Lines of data
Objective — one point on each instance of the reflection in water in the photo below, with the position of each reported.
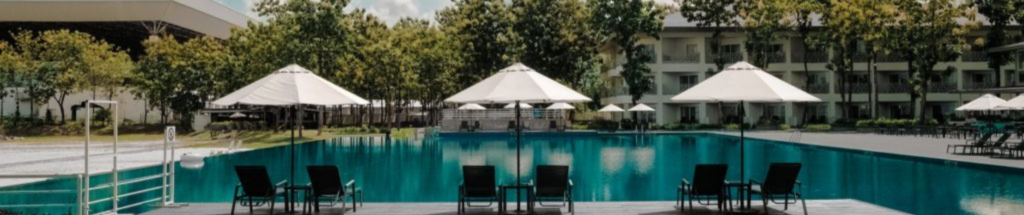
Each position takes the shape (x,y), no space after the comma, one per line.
(622,168)
(643,158)
(612,159)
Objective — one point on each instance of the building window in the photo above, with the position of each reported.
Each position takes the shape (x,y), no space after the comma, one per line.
(688,115)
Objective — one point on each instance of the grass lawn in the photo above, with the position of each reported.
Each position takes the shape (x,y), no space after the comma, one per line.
(250,139)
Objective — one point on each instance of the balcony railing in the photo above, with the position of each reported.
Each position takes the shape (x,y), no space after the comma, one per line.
(813,56)
(817,88)
(942,87)
(626,91)
(776,57)
(855,88)
(684,58)
(974,56)
(728,57)
(979,85)
(895,88)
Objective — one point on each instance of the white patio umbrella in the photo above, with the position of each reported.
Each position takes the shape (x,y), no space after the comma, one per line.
(471,106)
(518,84)
(291,86)
(988,102)
(521,105)
(742,82)
(561,105)
(641,108)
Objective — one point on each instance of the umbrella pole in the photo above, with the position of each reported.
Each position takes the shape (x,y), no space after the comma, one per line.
(742,148)
(518,134)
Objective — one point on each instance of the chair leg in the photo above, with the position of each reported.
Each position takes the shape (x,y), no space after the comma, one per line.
(273,200)
(233,202)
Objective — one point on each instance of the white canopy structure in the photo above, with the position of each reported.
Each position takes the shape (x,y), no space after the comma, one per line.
(293,86)
(743,82)
(290,86)
(517,83)
(610,108)
(471,106)
(641,108)
(561,105)
(521,105)
(985,102)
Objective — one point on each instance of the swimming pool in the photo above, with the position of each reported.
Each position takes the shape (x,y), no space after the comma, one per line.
(621,168)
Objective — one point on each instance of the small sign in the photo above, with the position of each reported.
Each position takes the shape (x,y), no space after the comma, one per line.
(169,133)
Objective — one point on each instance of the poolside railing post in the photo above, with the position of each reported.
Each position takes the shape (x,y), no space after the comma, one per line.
(88,123)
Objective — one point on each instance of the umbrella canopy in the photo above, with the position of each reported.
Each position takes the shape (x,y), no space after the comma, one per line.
(744,82)
(517,83)
(237,115)
(985,102)
(610,108)
(641,108)
(471,106)
(291,85)
(521,105)
(1013,103)
(561,105)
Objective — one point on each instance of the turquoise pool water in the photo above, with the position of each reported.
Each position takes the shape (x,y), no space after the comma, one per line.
(620,168)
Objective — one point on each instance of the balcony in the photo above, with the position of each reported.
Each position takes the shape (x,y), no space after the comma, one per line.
(974,56)
(979,85)
(675,89)
(728,57)
(818,88)
(855,87)
(813,56)
(626,92)
(895,88)
(942,87)
(776,57)
(681,58)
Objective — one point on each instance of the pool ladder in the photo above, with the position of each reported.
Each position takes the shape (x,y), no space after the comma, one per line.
(796,135)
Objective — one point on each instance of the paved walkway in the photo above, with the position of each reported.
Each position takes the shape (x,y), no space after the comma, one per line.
(816,207)
(907,145)
(68,158)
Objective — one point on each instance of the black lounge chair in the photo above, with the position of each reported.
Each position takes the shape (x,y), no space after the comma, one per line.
(255,184)
(709,180)
(971,143)
(553,183)
(781,181)
(478,185)
(1010,152)
(326,184)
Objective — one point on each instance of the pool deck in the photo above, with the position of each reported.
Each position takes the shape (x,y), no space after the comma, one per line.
(816,207)
(921,146)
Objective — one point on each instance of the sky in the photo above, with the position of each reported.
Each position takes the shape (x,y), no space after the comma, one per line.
(388,10)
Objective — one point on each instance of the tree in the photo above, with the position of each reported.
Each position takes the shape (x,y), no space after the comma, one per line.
(555,37)
(765,23)
(483,29)
(942,39)
(716,14)
(998,13)
(623,23)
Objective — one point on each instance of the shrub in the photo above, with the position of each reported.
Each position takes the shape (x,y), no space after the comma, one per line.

## Work to be completed:
Output only the lines running from the line with "Objective — one point on each instance of the balcony in" through the final line of the data, inclusive.

## Expected answer:
Objective — one point on each instance of the balcony in the photo above, with the position of each reported.
Each position takes the shape (x,y), no space after the comma, one per line.
(974,56)
(979,85)
(675,89)
(728,57)
(818,88)
(855,87)
(813,56)
(626,92)
(895,88)
(942,87)
(776,57)
(681,58)
Objective — one point on each instance of the pool ladder in the photo above, with the position of each reported.
Each position takes the shape (x,y), no space after the comma, one per line.
(796,135)
Objective — one point on each instance of the paved walkway in the photo above, with the position of each reported.
Each position takes the shape (x,y), no space after the comma, one per line.
(816,207)
(907,145)
(68,158)
Objective — one point on each instance of the black lounge chair in the photo above, with the position of each reported.
Each position takes the shape (x,y), no space after the comma, one per line.
(255,184)
(709,180)
(971,143)
(553,183)
(781,181)
(478,185)
(1010,152)
(326,184)
Objective — one point on each instance of the pool deck in the photo above, with the position of each reported.
Each position takes the shape (x,y), no space after the comma, one per line.
(816,207)
(921,146)
Objective — one point on each instance of the sky in the photo above, with the position of each reported.
Each position takes the shape (x,y), no space after the comma, one per line.
(388,10)
Objective — one point on each instance of the tree in the photo above, with the position of each reported.
Each position takes the shape (x,y), no space after the comma, one per line.
(555,37)
(765,23)
(483,29)
(942,39)
(716,14)
(998,13)
(623,23)
Objective — one point on each instance of the shrub in the photo above, with the position of each reported.
Each position takes the shape (x,y), no space after the comma, one per line.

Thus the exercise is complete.